YOUR OBJECTIVE: Pick out each line of the material below that contains the word "metal" and copy those lines.

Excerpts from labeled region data

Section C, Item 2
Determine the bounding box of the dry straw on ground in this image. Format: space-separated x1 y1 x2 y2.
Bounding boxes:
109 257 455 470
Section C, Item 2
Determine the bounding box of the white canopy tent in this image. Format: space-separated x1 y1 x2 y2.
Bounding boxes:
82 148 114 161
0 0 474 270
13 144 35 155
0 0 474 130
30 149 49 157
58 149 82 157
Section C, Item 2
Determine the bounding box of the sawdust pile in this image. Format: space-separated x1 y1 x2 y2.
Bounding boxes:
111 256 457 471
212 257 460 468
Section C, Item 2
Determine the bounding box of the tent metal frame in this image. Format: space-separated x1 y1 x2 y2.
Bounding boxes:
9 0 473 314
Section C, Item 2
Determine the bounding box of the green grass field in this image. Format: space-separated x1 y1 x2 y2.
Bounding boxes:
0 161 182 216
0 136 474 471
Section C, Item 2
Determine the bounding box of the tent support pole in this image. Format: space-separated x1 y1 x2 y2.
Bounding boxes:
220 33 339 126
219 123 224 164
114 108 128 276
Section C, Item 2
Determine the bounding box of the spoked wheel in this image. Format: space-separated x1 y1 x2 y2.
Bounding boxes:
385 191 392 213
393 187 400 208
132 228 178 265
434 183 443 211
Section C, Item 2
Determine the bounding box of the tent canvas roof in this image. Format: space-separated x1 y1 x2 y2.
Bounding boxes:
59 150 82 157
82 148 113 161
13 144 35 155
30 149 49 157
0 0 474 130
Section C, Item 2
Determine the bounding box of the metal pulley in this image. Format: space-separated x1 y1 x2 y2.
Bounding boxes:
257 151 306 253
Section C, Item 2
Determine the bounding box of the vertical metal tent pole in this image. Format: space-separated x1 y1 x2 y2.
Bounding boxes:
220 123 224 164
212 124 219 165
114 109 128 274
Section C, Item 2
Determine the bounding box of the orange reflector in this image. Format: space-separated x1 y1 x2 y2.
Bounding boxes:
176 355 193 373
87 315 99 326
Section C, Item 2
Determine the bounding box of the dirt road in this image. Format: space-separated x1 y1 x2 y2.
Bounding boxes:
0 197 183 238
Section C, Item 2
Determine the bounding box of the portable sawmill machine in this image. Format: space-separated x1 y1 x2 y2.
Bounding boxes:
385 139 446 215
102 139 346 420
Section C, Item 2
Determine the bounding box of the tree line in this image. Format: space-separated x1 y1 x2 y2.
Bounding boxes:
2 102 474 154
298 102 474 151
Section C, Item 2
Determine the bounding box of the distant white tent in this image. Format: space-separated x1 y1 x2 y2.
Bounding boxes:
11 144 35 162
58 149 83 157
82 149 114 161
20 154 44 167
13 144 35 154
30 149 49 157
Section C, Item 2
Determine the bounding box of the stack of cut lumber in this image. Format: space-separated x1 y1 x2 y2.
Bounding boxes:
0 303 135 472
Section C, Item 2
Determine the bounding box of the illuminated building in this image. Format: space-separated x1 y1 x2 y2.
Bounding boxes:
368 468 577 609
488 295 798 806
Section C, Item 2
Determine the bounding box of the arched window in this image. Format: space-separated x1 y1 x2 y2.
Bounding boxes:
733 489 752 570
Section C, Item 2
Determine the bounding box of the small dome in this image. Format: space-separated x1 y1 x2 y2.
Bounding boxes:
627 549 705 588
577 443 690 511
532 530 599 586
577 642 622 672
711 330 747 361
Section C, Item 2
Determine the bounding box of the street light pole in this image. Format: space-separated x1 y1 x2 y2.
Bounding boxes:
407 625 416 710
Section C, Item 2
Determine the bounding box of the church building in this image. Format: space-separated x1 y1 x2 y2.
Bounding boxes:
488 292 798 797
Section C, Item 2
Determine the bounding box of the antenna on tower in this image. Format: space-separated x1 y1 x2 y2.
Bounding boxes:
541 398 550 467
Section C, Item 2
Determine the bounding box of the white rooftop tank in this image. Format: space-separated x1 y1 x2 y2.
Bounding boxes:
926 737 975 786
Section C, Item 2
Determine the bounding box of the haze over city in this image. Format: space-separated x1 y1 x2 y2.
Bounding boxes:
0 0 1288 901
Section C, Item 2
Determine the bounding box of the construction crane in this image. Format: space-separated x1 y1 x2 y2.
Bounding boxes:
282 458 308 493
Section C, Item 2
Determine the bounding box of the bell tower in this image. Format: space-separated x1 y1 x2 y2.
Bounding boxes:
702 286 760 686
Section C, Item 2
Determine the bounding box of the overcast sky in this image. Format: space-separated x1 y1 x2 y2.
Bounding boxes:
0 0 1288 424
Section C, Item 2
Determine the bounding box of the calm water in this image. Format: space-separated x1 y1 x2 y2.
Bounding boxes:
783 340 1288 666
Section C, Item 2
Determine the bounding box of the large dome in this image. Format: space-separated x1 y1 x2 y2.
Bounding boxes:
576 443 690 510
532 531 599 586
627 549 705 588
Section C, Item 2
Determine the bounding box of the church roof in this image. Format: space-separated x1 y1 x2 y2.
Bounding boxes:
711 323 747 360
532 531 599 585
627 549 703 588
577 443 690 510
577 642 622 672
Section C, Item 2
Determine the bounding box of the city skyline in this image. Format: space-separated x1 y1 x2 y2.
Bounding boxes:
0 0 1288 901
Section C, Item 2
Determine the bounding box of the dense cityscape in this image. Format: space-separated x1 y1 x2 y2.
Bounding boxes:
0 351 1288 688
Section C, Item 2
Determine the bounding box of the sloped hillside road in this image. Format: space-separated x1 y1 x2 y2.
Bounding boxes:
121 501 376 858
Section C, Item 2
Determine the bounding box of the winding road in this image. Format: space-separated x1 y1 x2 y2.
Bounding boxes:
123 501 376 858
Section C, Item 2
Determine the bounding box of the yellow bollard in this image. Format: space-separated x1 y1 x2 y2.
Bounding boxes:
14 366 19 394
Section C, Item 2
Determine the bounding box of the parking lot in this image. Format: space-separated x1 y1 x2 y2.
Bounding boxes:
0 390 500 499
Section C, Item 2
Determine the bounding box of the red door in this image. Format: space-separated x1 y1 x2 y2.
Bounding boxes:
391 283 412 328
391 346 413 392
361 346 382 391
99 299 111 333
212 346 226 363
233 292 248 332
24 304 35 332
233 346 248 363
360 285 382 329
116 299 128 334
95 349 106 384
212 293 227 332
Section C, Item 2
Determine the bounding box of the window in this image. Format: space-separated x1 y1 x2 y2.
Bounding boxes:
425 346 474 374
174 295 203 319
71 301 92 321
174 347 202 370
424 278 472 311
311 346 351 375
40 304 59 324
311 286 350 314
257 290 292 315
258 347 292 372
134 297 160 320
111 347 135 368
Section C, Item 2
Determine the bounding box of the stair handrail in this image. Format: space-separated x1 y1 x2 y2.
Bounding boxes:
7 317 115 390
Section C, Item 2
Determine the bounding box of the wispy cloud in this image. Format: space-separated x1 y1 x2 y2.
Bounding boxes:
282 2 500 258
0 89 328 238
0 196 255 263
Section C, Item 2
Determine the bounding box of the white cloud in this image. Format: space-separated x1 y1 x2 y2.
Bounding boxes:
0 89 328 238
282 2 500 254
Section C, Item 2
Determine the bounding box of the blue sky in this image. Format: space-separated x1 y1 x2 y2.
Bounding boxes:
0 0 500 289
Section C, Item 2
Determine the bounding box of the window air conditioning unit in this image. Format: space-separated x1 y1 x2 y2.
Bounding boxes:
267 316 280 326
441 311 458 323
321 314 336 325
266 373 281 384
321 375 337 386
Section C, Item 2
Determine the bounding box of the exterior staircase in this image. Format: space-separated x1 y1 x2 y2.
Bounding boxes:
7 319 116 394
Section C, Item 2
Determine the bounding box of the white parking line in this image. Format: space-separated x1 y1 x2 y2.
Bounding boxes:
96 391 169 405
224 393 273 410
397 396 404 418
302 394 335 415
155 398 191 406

WORKED SOLUTION:
Determine the bounding box of the tent metal frame in this image. Format: space-separated x1 y1 x2 y2.
Determine the bounding box of the metal pulley in this image. Format: space-separated x1 y1 x2 y2.
Determine the bounding box of the vertical metal tent pole in this image. Format: space-separated x1 y1 x2 y2.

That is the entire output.